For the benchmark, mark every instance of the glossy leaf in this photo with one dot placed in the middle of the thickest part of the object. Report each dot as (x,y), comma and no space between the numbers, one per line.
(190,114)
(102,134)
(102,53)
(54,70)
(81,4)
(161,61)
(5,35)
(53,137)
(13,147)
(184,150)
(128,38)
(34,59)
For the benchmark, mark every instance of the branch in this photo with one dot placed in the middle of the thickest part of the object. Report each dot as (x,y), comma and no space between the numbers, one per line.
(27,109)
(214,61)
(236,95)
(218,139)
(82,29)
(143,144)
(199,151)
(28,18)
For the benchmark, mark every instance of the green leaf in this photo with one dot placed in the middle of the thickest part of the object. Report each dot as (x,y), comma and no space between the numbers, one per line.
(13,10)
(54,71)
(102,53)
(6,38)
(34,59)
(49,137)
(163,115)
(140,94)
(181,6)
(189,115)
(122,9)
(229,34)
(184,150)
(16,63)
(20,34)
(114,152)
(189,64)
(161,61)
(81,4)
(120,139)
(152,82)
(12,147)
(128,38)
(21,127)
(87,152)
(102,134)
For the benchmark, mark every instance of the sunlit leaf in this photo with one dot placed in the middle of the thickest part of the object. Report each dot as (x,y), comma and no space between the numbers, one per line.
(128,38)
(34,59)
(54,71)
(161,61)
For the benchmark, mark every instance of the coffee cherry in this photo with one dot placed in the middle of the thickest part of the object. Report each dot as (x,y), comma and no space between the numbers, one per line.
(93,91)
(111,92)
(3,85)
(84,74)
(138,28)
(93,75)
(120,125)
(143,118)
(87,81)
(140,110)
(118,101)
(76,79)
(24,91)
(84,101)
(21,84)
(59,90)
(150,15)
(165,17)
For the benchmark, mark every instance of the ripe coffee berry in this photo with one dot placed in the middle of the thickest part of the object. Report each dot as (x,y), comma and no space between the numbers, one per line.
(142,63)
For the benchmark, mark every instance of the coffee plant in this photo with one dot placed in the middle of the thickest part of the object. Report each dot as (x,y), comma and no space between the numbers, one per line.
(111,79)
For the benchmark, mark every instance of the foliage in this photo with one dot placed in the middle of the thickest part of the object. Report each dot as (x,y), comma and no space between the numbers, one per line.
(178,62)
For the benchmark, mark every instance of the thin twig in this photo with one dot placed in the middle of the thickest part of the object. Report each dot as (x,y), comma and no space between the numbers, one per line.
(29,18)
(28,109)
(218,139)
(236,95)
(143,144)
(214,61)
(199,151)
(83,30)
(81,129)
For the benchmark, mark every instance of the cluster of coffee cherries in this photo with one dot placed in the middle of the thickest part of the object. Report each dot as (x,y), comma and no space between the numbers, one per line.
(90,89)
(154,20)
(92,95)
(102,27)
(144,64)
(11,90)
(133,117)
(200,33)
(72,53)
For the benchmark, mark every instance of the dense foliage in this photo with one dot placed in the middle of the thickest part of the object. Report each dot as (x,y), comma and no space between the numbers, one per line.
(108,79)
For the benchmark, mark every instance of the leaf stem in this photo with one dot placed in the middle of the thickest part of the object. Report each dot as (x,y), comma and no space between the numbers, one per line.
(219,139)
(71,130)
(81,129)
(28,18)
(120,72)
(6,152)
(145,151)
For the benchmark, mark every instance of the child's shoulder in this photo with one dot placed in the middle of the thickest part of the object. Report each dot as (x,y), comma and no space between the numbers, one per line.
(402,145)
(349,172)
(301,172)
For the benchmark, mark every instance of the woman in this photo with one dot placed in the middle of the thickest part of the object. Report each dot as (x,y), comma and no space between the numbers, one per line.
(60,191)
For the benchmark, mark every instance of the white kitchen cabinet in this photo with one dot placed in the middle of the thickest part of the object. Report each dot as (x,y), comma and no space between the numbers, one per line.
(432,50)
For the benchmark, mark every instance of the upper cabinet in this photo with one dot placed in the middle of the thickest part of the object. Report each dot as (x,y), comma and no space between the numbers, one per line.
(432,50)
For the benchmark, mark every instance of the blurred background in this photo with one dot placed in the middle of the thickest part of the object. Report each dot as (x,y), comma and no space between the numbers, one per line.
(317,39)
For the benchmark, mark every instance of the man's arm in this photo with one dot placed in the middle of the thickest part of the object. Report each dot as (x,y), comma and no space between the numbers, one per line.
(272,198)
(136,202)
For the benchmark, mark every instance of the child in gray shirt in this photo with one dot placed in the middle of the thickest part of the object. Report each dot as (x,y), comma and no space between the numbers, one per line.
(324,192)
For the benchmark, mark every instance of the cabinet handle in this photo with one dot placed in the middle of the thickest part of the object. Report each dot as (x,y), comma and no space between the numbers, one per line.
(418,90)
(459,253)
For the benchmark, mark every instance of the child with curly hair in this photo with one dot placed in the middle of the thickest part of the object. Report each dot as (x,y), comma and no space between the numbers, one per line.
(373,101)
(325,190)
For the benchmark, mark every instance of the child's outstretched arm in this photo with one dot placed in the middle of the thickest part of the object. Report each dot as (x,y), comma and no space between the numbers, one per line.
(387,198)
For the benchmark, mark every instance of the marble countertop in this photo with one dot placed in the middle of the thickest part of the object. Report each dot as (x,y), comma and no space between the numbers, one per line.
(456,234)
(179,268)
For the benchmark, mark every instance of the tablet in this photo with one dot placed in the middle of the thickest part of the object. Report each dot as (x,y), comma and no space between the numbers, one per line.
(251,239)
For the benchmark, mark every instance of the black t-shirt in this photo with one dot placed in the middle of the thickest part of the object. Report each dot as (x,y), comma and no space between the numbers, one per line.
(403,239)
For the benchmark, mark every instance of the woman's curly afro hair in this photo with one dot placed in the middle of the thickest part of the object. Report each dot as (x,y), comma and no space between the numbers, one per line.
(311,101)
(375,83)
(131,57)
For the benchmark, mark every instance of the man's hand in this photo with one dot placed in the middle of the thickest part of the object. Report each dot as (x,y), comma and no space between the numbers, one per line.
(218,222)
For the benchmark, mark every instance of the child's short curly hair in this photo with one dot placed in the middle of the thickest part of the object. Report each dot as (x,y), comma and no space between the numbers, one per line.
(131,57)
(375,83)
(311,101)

.....

### Problem statement
Nothing should be changed: write out all of the data as is.

### Task answer
For the benchmark, mark every instance of the glossy leaf in this photo with one dot placed in the middle of the thickest part of the object. Report each dot as (x,y), comma and no space between the numbers, one per line.
(190,114)
(102,134)
(102,53)
(54,70)
(81,4)
(161,61)
(5,35)
(53,137)
(13,147)
(184,150)
(128,38)
(34,59)
For the benchmark, mark every instance of the branch in this photo with one dot placed in the middle of the thickest part of the object. Report each dot as (x,y), comma and no space between the numbers, one per line.
(27,109)
(214,61)
(236,95)
(218,139)
(82,29)
(143,144)
(199,151)
(28,18)
For the benchmark, mark every instance of the green leaf in this photo with one dot placed in the middle of the thickest part of the object. Report each dot as (x,y), comma and no space between the numbers, one per line.
(13,10)
(54,71)
(102,53)
(6,38)
(34,59)
(49,137)
(163,115)
(140,94)
(181,6)
(189,115)
(122,9)
(229,34)
(184,150)
(16,63)
(20,34)
(114,152)
(189,64)
(161,61)
(81,4)
(120,139)
(152,82)
(12,147)
(128,38)
(21,127)
(87,152)
(102,134)
For the benchmark, mark every instance of the sunlit leaf in this photo with one dot placed in the middle of the thickest part of the object. Report each dot as (x,y), comma and no space between the numbers, one per line.
(128,38)
(34,59)
(54,71)
(161,61)
For the benchmark, mark every instance of the coffee cherry in this photo with one dot placed in the middle of the thickest part of the object. Report each dot as (x,y), comma and no space between the numbers, one per line.
(93,91)
(111,92)
(3,85)
(84,74)
(138,28)
(93,75)
(120,125)
(143,118)
(87,81)
(140,110)
(118,101)
(76,79)
(24,91)
(84,101)
(21,84)
(59,90)
(150,15)
(165,17)
For the benchmark, mark every instance of the ripe coffee berry in this photo with one dot placed in the middle of the thickest part of the object. Report each dot as (x,y), comma and no space between the numbers, one per line.
(142,63)
For the benchmark, mark every instance of the coffee plant in this photo with one dot placed in the middle of the thickest part of the object. Report each dot as (x,y), comma and no space between the numbers, one per line.
(111,79)
For the benchmark, mark every instance of the foliage in this photo with one dot placed in the middle of the thickest part of the object. Report each dot as (x,y), comma and no space between the numbers, one per line.
(178,62)
For the benchmark, mark every instance of the thin twig in this photo with one dot placed in the middle of the thickest part of the object. Report each dot as (x,y), comma and no space between the numbers, one per line.
(29,18)
(28,109)
(218,139)
(236,95)
(143,144)
(214,61)
(199,151)
(83,30)
(81,129)
For the benchmark, mark every instance of the cluster of coffee cherries in this photo with one dot placed in the middle of the thickest part of the object. Report each dot as (x,y), comma and no space between the numbers, one per line.
(90,89)
(154,20)
(92,95)
(102,27)
(144,64)
(11,90)
(133,117)
(200,33)
(72,53)
For the benchmark, mark every instance of the dense foliage in this photo with one dot placed in the middle of the thickest part of the object. Report each dot as (x,y), comma and no space between the numbers, one per line.
(108,79)
For the benchmark, mark every instance of the leaf stem in this photo with one dot placed in the middle of the thickest part of the object. Report each dot as (x,y), comma and no space between the numbers, one per line.
(219,139)
(71,130)
(81,129)
(28,18)
(120,72)
(6,152)
(145,151)
For the benchmark, mark every instance of the child's shoulder in this photo with one dot placed in the middle of the thickest part of the object. Report each dot as (x,y), comma and no space between the numbers, one per line.
(402,145)
(349,172)
(301,172)
For the benchmark, mark every instance of the woman in this photo with one dot placed in the middle of the thickest part of the object. Report each dot as (x,y), comma and no space between the numbers, one per line.
(60,191)
For the benchmark, mark every instance of the white kitchen cabinet in this photo with one dot placed in the middle of the thickest part of the object. Report each dot as (x,y), comma and no space between the numbers, one per line.
(432,50)
For the benchmark, mark every instance of the upper cabinet in this photo with one dot placed in the middle of the thickest part of the object. Report each dot as (x,y), comma and no space between the numbers, one per line.
(432,50)
For the benchmark, mark every instance of the blurred background in this photo with one dot placed in the middle of the thickest part of the object. Report each dot as (x,y), comma and no space between the numbers, one per line.
(317,39)
For the benchmark, mark every instance of the man's arm in this photo with one dot placed in the middle of the thickest part of the object. Report each dot as (x,y), comma and no space between the numbers, one per line.
(272,198)
(136,202)
For the benchmark, mark every instance of the child in gray shirt in this photo with one dot placed in the middle of the thickest part of the object. Report each dot as (x,y), comma and no space between the numbers, one per line.
(324,192)
For the benchmark, mark every instance of the cabinet handle in this photo with one dot placed in the middle of the thickest part of the object. Report each dot as (x,y), comma and no space between the numbers, one per line.
(418,90)
(459,253)
For the benchmark, mark every instance of the child with curly hair in this photo with one dot placed in the middle of the thickest part of the object. Report each dot as (x,y), comma and no space between the numbers, one per line.
(373,101)
(325,190)
For the benchmark, mark every instance of the child's outstretched arm in this photo with one dot placed in the middle of the thickest part of the object. Report each dot as (x,y), comma and no space between the numbers, one per line.
(387,198)
For the benchmark, mark every instance of the marble countertop in this photo with one dot placed in the middle of the thickest part of the object. Report each dot as (x,y), comma and no space between the numbers, one per line.
(456,234)
(179,268)
For the benchmark, mark every instance of the tablet in this photo with one dot placed in the middle of the thickest part of the object. Report each dot as (x,y), comma and no space between the numbers, one per line.
(251,239)
For the benchmark, mark every instance of the black t-shirt in this photo with one dot placed in the middle of the thickest part of the object. Report each dot as (x,y), comma and no space between the numbers, one per line.
(403,239)
For the benchmark, mark every instance of the woman's curly afro hair in this photo with one dot placed in the middle of the thickest part of the object. Report each dot as (x,y), comma and no space between the numbers, one per line.
(311,101)
(375,83)
(131,57)
For the benchmark, mark every instance of the man's hand in this photo with one dot placed in the middle of the thickest part of the object. Report each dot as (x,y), comma and no space between the numbers, one per line.
(218,222)
For the benchmark, mark every instance of the child's short curly hair in this photo with one dot placed in the middle of the thickest part of the object. Report each dot as (x,y), comma and no space between the numbers, one per line.
(131,57)
(375,83)
(311,101)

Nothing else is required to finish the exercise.